◆ **Exercise brief**: Copy the items verbatim, starting at the line that contains "[point] every instance of the person" and ending with the last line of the items.

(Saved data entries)
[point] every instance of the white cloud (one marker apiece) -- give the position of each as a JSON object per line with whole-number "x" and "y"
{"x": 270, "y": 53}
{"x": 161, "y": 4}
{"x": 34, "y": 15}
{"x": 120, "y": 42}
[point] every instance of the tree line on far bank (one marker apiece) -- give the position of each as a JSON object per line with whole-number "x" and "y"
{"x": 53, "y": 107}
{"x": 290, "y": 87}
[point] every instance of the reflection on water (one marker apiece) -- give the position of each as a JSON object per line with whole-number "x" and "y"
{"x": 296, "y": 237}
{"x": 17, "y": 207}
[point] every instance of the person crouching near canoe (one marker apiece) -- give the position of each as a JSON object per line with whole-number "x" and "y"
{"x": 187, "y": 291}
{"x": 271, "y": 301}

◆ **The reply**:
[point] every instance of the person crouching near canoe (one marker apiece) -- give the position of each as a JSON object per line with whole-number "x" and "y"
{"x": 187, "y": 291}
{"x": 271, "y": 301}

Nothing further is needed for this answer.